— BEGIN PASSAGE GIVEN —

Ban the Brands campaign

Submitted by Anon on 17 July, 2004 - 11:35

"We don't want your sweatshop goods"

Jotters sponsored by Pepsi, Coke machines stocking exclusively Coca Cola, Adidas-sponsored 'training days'. These are just some of the branded products that are finding their way into our schools in order to bombard school students with advertising from multinationals. But these companies, who are often involved in sweatshop labour and human rights abuses, are hardly 'role models' for young people.

The Ban the Brand campaign is a Scottish-wide initiative started by No Sweat activists, Lothian school students and Scottish Socialist and Green MSPs. The coalition is now circulating a Scottish-wide petition. The petition will be presented to the Petitions Committee of the Scottish Parliament in the autumn and the campaign aims to get legislation passed which will ban all commercial advertising in Scottish schools by big multinational companies.

With coverage on BBC TV and radio, articles in the Scottish press, and backing from the Scottish TUC the campaign now has a national profile.

Solidarity spoke to Peter Burton from No Sweat Scotland and Edinburgh TUC about how the campaign got started and the issues surrounding the campaign.

"At the beginning of 2003 we got parents phoning Edinburgh Trade Union Resources Unit about sports days being sponsored by Adidas. Over half of Edinburgh's primary schools have had these events where a man kitted out in Adidas's latest gear would turn up to give children some 'training'. The parents were particularly incensed about a photographer taking photos of the children dressed up in borrowed branded gear as a souvenir of the day.

"No Sweat got together with the parents to organise a delegation to Edinburgh Council at the beginning of 2003. We produced some research into the business practices of Adidas.

— END PASSAGE GIVEN —
— BEGIN EXCERPTED RECORDS —

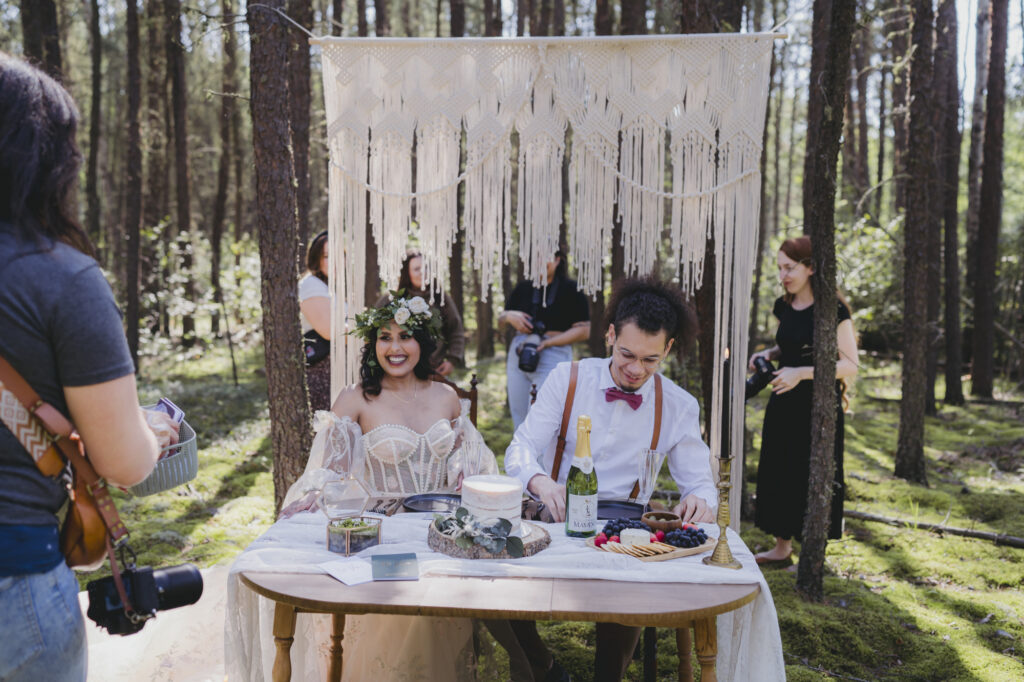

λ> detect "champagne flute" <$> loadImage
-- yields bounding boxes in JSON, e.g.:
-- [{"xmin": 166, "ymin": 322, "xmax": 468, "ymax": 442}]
[{"xmin": 637, "ymin": 447, "xmax": 665, "ymax": 511}]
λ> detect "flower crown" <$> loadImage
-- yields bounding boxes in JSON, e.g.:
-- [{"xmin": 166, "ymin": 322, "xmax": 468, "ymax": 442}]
[{"xmin": 349, "ymin": 289, "xmax": 441, "ymax": 341}]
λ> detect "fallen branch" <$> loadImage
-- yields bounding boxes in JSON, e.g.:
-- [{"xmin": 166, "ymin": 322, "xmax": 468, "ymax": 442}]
[{"xmin": 843, "ymin": 509, "xmax": 1024, "ymax": 549}]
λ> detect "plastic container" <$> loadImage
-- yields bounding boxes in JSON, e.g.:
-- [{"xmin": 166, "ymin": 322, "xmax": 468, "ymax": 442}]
[{"xmin": 128, "ymin": 421, "xmax": 199, "ymax": 497}]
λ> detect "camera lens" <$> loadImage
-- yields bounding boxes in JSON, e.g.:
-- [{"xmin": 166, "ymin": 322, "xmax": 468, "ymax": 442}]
[{"xmin": 153, "ymin": 563, "xmax": 203, "ymax": 610}]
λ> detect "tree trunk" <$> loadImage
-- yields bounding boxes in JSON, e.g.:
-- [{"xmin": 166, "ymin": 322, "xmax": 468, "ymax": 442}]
[
  {"xmin": 971, "ymin": 0, "xmax": 1008, "ymax": 398},
  {"xmin": 374, "ymin": 0, "xmax": 391, "ymax": 38},
  {"xmin": 164, "ymin": 0, "xmax": 197, "ymax": 348},
  {"xmin": 964, "ymin": 0, "xmax": 992, "ymax": 360},
  {"xmin": 248, "ymin": 0, "xmax": 312, "ymax": 511},
  {"xmin": 22, "ymin": 0, "xmax": 63, "ymax": 81},
  {"xmin": 210, "ymin": 0, "xmax": 234, "ymax": 336},
  {"xmin": 124, "ymin": 0, "xmax": 142, "ymax": 371},
  {"xmin": 935, "ymin": 0, "xmax": 964, "ymax": 404},
  {"xmin": 797, "ymin": 0, "xmax": 856, "ymax": 601},
  {"xmin": 895, "ymin": 0, "xmax": 935, "ymax": 485},
  {"xmin": 85, "ymin": 0, "xmax": 102, "ymax": 253},
  {"xmin": 891, "ymin": 5, "xmax": 910, "ymax": 213},
  {"xmin": 288, "ymin": 0, "xmax": 309, "ymax": 251}
]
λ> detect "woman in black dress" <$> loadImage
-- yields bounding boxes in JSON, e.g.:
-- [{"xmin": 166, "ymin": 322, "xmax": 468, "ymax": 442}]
[{"xmin": 751, "ymin": 237, "xmax": 857, "ymax": 564}]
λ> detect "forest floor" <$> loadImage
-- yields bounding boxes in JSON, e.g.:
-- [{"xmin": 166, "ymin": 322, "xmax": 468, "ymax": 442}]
[{"xmin": 97, "ymin": 348, "xmax": 1024, "ymax": 680}]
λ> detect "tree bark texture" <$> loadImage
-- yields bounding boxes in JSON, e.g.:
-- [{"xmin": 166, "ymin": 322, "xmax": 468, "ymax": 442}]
[
  {"xmin": 935, "ymin": 0, "xmax": 964, "ymax": 404},
  {"xmin": 971, "ymin": 0, "xmax": 1009, "ymax": 398},
  {"xmin": 22, "ymin": 0, "xmax": 63, "ymax": 81},
  {"xmin": 124, "ymin": 0, "xmax": 142, "ymax": 371},
  {"xmin": 895, "ymin": 0, "xmax": 935, "ymax": 485},
  {"xmin": 288, "ymin": 0, "xmax": 309, "ymax": 248},
  {"xmin": 85, "ymin": 0, "xmax": 102, "ymax": 251},
  {"xmin": 164, "ymin": 0, "xmax": 197, "ymax": 348},
  {"xmin": 964, "ymin": 0, "xmax": 992, "ymax": 360},
  {"xmin": 248, "ymin": 0, "xmax": 312, "ymax": 510},
  {"xmin": 797, "ymin": 0, "xmax": 857, "ymax": 601}
]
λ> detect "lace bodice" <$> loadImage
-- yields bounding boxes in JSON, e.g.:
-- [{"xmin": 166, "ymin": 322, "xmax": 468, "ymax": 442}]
[{"xmin": 283, "ymin": 411, "xmax": 498, "ymax": 506}]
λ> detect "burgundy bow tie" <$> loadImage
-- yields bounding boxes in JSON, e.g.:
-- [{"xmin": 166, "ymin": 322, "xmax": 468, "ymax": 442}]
[{"xmin": 604, "ymin": 388, "xmax": 643, "ymax": 410}]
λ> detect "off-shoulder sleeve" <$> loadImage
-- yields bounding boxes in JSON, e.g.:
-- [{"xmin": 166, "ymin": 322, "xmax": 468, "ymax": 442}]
[
  {"xmin": 446, "ymin": 417, "xmax": 498, "ymax": 488},
  {"xmin": 282, "ymin": 410, "xmax": 366, "ymax": 508}
]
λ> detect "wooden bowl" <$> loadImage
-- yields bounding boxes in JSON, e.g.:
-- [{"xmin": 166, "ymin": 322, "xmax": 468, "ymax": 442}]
[{"xmin": 640, "ymin": 511, "xmax": 683, "ymax": 532}]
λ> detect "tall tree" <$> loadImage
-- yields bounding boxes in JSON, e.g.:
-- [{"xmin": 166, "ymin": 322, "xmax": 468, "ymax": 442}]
[
  {"xmin": 124, "ymin": 0, "xmax": 142, "ymax": 369},
  {"xmin": 935, "ymin": 0, "xmax": 964, "ymax": 404},
  {"xmin": 971, "ymin": 0, "xmax": 1009, "ymax": 398},
  {"xmin": 85, "ymin": 0, "xmax": 102, "ymax": 250},
  {"xmin": 22, "ymin": 0, "xmax": 63, "ymax": 81},
  {"xmin": 797, "ymin": 0, "xmax": 857, "ymax": 601},
  {"xmin": 164, "ymin": 0, "xmax": 197, "ymax": 347},
  {"xmin": 964, "ymin": 0, "xmax": 992, "ymax": 359},
  {"xmin": 895, "ymin": 0, "xmax": 935, "ymax": 485},
  {"xmin": 248, "ymin": 0, "xmax": 312, "ymax": 509},
  {"xmin": 288, "ymin": 0, "xmax": 309, "ymax": 248}
]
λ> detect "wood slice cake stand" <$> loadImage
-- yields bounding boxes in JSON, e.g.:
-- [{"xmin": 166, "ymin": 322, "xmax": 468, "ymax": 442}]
[{"xmin": 427, "ymin": 521, "xmax": 551, "ymax": 559}]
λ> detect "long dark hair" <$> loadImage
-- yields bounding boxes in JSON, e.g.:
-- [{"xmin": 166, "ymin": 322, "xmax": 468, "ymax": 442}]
[
  {"xmin": 0, "ymin": 52, "xmax": 94, "ymax": 256},
  {"xmin": 306, "ymin": 229, "xmax": 327, "ymax": 284},
  {"xmin": 359, "ymin": 329, "xmax": 437, "ymax": 400}
]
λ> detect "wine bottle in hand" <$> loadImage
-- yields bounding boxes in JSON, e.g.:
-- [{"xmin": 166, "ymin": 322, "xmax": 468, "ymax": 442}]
[{"xmin": 565, "ymin": 415, "xmax": 597, "ymax": 538}]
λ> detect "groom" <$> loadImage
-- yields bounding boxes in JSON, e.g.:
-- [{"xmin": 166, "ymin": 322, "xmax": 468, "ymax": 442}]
[{"xmin": 487, "ymin": 279, "xmax": 718, "ymax": 682}]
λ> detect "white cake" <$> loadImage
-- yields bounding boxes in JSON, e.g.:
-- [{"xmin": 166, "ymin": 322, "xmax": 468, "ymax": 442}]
[{"xmin": 462, "ymin": 475, "xmax": 522, "ymax": 532}]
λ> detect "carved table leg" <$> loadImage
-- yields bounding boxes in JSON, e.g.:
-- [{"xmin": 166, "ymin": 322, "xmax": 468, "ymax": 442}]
[
  {"xmin": 327, "ymin": 613, "xmax": 345, "ymax": 682},
  {"xmin": 273, "ymin": 602, "xmax": 295, "ymax": 682},
  {"xmin": 676, "ymin": 626, "xmax": 693, "ymax": 682},
  {"xmin": 693, "ymin": 615, "xmax": 718, "ymax": 682}
]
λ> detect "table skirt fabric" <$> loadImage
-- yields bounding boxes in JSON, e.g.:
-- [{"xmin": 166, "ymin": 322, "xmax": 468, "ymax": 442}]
[{"xmin": 225, "ymin": 513, "xmax": 785, "ymax": 681}]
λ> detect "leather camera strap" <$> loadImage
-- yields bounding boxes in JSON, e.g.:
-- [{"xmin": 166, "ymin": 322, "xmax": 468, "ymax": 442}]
[
  {"xmin": 0, "ymin": 357, "xmax": 128, "ymax": 545},
  {"xmin": 551, "ymin": 360, "xmax": 580, "ymax": 482},
  {"xmin": 630, "ymin": 374, "xmax": 662, "ymax": 500}
]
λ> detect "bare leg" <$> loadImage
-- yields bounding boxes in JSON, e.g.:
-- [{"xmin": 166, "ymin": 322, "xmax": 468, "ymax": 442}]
[{"xmin": 273, "ymin": 602, "xmax": 295, "ymax": 682}]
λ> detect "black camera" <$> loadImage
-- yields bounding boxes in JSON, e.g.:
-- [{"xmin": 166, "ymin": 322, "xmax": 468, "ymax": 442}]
[
  {"xmin": 86, "ymin": 563, "xmax": 203, "ymax": 635},
  {"xmin": 519, "ymin": 317, "xmax": 548, "ymax": 372},
  {"xmin": 743, "ymin": 355, "xmax": 775, "ymax": 400}
]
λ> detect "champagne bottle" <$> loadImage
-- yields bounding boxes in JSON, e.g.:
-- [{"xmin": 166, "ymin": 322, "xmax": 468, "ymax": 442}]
[{"xmin": 565, "ymin": 415, "xmax": 597, "ymax": 538}]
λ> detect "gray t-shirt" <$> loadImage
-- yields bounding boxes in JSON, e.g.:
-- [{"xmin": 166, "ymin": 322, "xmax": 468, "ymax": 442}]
[{"xmin": 0, "ymin": 222, "xmax": 135, "ymax": 525}]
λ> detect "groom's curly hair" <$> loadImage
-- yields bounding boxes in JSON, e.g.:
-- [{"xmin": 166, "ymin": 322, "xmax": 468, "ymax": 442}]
[{"xmin": 606, "ymin": 276, "xmax": 698, "ymax": 352}]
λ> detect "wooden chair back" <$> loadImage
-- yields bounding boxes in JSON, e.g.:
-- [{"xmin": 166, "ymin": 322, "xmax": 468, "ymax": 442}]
[{"xmin": 430, "ymin": 373, "xmax": 480, "ymax": 426}]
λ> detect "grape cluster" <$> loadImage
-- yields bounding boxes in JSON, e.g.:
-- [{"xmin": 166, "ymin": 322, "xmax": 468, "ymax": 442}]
[
  {"xmin": 601, "ymin": 518, "xmax": 650, "ymax": 538},
  {"xmin": 665, "ymin": 525, "xmax": 708, "ymax": 547}
]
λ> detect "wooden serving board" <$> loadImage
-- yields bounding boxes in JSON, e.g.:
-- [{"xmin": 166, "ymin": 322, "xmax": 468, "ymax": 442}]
[
  {"xmin": 587, "ymin": 538, "xmax": 717, "ymax": 561},
  {"xmin": 427, "ymin": 521, "xmax": 551, "ymax": 559}
]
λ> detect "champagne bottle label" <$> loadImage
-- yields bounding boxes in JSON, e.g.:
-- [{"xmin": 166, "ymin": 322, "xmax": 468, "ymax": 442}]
[{"xmin": 565, "ymin": 493, "xmax": 597, "ymax": 535}]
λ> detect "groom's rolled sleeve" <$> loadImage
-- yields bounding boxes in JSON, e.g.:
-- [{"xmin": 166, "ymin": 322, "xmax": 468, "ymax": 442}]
[
  {"xmin": 505, "ymin": 363, "xmax": 571, "ymax": 491},
  {"xmin": 669, "ymin": 395, "xmax": 718, "ymax": 509}
]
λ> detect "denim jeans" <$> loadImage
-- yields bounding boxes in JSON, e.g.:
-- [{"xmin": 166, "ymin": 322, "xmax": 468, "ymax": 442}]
[
  {"xmin": 0, "ymin": 561, "xmax": 88, "ymax": 682},
  {"xmin": 505, "ymin": 334, "xmax": 572, "ymax": 429}
]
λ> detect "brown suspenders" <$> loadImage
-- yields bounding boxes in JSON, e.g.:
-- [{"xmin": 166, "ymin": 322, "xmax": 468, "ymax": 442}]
[{"xmin": 551, "ymin": 360, "xmax": 662, "ymax": 491}]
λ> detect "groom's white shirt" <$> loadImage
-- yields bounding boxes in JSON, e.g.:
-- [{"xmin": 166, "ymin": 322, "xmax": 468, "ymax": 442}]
[{"xmin": 505, "ymin": 357, "xmax": 718, "ymax": 503}]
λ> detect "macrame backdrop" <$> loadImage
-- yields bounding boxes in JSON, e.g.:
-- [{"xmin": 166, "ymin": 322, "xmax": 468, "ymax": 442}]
[{"xmin": 312, "ymin": 34, "xmax": 775, "ymax": 521}]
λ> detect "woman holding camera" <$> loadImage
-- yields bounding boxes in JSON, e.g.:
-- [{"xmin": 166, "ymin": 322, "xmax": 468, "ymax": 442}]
[
  {"xmin": 750, "ymin": 237, "xmax": 857, "ymax": 565},
  {"xmin": 299, "ymin": 230, "xmax": 331, "ymax": 412},
  {"xmin": 0, "ymin": 52, "xmax": 169, "ymax": 681},
  {"xmin": 498, "ymin": 250, "xmax": 590, "ymax": 429}
]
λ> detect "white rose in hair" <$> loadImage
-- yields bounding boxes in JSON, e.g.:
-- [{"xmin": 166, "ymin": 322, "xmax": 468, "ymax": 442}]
[{"xmin": 409, "ymin": 296, "xmax": 430, "ymax": 315}]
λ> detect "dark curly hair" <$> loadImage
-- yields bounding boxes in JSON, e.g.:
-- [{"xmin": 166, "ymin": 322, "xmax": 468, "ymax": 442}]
[
  {"xmin": 607, "ymin": 278, "xmax": 697, "ymax": 352},
  {"xmin": 359, "ymin": 329, "xmax": 437, "ymax": 400},
  {"xmin": 0, "ymin": 51, "xmax": 94, "ymax": 256}
]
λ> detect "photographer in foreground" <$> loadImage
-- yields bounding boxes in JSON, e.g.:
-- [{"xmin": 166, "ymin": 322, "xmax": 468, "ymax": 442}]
[
  {"xmin": 0, "ymin": 52, "xmax": 176, "ymax": 681},
  {"xmin": 498, "ymin": 251, "xmax": 590, "ymax": 428}
]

— END EXCERPTED RECORDS —

§ GOALS:
A: According to the Ban the Brands article, why are the multinational companies behind school branding poor "role models" for young people? Answer in one to three sentences.
B: In the Ban the Brands article, to which body will the campaign's petition be presented in the autumn?
C: Proceed with the Ban the Brands article from the point where it stops, not the records.

§ ANSWERS GIVEN:
A: The article says these companies are often involved in sweatshop labour and human rights abuses, so they are hardly fit to be role models for young people.

B: The Petitions Committee of the Scottish Parliament.

C:
"The council said they would 'review' the guidelines on sponsorship and gifts from companies. Right now the decision to allow companies into schools is at the discretion of head teachers. The council looked at our research but then got a group of consultants to produce a document on corporate sponsorships. This document recommended corporate sponsorship as a way of bringing money into schools!

"Head teachers tend to see events like the Adidas days as a bit of fun. Some parents and school students however see it as exploitation and they are called killjoys. But they are right. Big businesses are not charities: they exist to make profits, they want to sell their products. And behind the scenes the workers who produce for Adidas and other companies are often treated worse then animals. There are widespread human rights abuses in their factories. Schools should be a respite area from such companies promoting their products.

"Schools should be funded by local and national governments from progressive taxation of people based on their income levels. This method is both fair and ensures that elected politicians are then accountable to the electorate if they get it wrong. They can be voted out. This system of accountability becomes more obscure when funding comes from big business.

"It also raises issues of the running of schools. If big business is providing more and more of the funding, are they not going to want more and more of a say in what happens in schools?

"In November 2003 we organised a public meeting and the people there formed a 'Ban the Brands' coalition. The people involved are high school students, the Scottish Parents Teachers Council, Mark Ballard the Green MSP and Frances Curran the Scottish Socialist MSP. Unfortunately the main Scottish teaching union, the EIS has not become centrally involved. Our aims became broader - to research corporate sponsorship in schools around Scotland and to get a ban on it in both primary and secondary schools. The SSP also inserted a clause into its free school meals bill about banning branding from schools.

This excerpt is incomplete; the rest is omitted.